● **Brief**:
Quote word for word the stretch of the listing from the line containing "Identify the horizontal" through the line containing "(199, 1062)", including both of those lines.

########

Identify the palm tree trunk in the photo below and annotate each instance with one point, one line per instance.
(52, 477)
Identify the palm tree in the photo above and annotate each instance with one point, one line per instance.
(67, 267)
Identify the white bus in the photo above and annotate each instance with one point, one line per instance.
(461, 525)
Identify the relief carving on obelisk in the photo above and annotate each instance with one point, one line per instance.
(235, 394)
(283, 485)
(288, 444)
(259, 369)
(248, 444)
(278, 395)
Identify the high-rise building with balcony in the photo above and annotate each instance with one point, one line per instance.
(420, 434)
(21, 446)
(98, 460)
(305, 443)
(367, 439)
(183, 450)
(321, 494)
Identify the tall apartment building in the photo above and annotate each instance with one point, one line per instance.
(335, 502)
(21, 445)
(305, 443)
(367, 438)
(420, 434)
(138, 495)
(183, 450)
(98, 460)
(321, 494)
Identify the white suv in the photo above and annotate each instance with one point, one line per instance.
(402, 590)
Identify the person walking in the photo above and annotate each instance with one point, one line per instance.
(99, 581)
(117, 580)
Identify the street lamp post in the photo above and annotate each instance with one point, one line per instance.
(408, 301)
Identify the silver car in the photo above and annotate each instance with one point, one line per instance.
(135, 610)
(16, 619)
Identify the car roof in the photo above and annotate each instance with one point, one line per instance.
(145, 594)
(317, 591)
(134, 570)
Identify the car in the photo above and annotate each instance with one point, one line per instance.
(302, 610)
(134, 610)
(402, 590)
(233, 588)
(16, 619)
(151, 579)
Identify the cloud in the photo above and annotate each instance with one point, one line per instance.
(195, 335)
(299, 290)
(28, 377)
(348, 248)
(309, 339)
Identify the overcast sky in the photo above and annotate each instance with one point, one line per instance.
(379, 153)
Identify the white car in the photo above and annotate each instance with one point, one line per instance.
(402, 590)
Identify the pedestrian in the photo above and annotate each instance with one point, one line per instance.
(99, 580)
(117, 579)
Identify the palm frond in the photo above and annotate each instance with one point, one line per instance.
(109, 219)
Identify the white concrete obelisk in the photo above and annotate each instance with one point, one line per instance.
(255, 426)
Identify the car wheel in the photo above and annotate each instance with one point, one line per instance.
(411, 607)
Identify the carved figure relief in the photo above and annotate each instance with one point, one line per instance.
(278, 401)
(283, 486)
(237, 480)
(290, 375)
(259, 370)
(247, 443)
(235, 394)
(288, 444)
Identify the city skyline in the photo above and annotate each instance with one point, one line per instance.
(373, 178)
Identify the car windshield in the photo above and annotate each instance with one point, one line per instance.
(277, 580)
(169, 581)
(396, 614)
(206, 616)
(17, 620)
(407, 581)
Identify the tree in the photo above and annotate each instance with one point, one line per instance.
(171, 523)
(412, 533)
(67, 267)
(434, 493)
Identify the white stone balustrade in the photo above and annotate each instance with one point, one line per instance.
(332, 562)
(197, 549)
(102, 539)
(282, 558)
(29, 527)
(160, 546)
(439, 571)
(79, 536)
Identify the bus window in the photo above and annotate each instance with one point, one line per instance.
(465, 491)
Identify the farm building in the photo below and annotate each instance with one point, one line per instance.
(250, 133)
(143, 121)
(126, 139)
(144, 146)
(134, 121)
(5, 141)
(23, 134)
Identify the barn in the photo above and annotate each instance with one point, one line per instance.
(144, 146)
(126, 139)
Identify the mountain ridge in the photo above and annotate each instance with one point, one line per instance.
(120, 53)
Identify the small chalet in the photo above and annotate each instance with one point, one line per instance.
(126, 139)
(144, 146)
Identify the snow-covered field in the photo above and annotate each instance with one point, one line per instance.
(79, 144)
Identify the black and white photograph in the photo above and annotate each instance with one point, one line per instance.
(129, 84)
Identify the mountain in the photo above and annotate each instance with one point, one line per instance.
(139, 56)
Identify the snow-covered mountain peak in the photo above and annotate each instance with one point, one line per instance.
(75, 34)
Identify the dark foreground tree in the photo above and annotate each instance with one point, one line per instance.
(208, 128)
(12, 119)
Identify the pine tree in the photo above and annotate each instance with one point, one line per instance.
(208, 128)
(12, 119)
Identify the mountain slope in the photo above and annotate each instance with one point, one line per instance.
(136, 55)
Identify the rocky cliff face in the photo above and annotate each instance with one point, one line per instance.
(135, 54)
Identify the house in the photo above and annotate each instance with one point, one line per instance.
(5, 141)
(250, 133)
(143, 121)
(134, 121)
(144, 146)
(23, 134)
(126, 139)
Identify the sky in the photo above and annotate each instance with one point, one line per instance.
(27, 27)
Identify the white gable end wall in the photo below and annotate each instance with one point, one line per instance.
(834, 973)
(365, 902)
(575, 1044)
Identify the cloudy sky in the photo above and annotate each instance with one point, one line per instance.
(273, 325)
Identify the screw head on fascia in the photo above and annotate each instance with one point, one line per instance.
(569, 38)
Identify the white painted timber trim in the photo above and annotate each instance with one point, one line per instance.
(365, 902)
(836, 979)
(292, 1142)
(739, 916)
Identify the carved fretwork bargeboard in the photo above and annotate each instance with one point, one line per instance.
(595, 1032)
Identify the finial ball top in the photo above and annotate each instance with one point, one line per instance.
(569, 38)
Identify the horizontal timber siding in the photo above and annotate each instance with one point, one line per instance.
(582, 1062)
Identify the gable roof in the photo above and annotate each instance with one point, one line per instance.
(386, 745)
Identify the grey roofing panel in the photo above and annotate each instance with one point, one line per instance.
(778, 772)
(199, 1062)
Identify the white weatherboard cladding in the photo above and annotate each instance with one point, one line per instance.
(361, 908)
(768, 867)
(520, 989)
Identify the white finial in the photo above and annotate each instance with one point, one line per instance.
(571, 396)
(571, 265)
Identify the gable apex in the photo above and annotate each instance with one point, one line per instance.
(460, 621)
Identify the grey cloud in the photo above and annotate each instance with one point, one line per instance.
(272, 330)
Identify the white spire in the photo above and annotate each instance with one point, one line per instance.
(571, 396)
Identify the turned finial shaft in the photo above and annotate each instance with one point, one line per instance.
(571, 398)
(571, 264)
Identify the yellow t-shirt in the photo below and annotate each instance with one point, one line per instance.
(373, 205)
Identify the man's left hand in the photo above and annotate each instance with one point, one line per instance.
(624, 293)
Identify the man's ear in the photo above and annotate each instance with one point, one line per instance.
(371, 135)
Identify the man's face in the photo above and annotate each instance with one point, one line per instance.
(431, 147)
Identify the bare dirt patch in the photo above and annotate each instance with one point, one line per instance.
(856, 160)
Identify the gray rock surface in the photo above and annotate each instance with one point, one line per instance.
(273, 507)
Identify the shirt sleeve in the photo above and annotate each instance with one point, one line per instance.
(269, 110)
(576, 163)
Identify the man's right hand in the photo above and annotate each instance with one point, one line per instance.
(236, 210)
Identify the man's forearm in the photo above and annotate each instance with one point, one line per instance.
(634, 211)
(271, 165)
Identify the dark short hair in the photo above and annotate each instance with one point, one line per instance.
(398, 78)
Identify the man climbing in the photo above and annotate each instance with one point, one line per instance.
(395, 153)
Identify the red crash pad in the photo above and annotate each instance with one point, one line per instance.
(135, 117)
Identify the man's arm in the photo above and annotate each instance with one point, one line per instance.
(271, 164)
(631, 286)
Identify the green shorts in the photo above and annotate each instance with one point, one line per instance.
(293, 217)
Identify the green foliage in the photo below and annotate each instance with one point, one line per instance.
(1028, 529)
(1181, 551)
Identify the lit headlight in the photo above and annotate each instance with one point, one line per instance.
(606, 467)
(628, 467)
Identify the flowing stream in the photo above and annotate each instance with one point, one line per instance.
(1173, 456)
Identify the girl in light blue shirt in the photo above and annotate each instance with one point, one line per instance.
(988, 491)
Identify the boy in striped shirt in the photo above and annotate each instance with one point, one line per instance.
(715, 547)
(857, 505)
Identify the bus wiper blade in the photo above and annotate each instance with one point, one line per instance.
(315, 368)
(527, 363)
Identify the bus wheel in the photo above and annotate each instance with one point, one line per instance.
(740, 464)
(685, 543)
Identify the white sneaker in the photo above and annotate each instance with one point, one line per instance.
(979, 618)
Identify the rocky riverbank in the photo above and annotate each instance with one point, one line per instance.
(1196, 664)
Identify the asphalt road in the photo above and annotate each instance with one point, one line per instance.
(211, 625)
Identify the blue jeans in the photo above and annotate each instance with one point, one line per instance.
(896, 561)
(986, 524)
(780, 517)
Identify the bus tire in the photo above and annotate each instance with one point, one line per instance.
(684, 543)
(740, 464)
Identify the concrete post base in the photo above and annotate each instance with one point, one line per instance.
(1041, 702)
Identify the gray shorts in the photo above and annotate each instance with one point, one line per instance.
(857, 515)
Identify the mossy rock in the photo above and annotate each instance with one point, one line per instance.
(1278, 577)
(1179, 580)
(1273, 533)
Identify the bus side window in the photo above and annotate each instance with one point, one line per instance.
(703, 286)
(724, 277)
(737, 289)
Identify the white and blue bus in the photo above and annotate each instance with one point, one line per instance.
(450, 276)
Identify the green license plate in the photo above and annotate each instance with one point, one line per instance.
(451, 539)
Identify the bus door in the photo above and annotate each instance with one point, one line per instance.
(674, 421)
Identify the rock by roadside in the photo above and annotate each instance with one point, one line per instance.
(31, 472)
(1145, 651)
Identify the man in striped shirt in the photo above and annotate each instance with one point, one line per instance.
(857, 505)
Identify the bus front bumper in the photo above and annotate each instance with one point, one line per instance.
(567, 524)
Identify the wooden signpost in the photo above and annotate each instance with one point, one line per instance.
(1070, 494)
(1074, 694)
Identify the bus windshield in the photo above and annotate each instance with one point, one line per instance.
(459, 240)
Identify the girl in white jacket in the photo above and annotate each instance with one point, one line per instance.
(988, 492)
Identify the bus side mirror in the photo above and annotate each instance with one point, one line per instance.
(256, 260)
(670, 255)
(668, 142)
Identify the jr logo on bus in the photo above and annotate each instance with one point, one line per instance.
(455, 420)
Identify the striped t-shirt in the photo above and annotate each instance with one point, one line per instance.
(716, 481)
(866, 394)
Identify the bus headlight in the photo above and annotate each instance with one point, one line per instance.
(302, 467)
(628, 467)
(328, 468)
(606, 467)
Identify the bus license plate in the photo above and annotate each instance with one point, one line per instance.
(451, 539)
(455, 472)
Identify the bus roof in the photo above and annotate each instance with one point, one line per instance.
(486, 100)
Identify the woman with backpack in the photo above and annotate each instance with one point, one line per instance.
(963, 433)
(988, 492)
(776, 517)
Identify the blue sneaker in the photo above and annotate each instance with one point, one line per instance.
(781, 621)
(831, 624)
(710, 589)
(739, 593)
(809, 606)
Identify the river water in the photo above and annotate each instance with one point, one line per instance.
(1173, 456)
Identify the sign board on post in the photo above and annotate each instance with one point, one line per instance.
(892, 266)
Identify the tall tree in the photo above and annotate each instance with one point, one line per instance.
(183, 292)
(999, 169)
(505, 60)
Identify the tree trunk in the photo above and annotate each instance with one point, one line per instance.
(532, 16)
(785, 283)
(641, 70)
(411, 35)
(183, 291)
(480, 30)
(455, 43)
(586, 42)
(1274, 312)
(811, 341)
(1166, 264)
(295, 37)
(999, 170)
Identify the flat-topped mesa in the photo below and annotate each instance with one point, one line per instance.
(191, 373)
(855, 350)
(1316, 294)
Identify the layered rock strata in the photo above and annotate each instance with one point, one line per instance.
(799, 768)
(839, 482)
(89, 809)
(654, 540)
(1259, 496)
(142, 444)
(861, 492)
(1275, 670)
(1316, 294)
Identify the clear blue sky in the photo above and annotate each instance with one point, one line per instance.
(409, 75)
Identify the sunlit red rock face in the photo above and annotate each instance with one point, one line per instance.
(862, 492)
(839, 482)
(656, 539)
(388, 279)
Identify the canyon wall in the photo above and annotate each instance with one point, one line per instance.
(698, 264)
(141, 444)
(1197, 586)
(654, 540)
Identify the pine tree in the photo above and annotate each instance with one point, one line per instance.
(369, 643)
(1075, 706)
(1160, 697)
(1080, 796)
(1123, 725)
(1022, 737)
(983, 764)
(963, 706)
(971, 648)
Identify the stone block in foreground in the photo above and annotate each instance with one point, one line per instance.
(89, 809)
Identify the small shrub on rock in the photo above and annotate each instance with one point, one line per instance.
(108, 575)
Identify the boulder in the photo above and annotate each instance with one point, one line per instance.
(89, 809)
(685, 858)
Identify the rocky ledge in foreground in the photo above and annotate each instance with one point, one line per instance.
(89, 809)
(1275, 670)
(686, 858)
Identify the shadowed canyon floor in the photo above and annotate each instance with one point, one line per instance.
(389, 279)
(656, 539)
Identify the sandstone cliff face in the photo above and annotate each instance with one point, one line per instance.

########

● **Full output**:
Identify the horizontal timber siding in the photo above and annotate each instance with one point, one line per instance.
(582, 1062)
Identify the gable roof in the photo above and annotate each instance with one point, one line per instance.
(386, 745)
Identify the grey roofing panel in the photo above and annotate each instance with one point, one line per instance.
(778, 772)
(199, 1062)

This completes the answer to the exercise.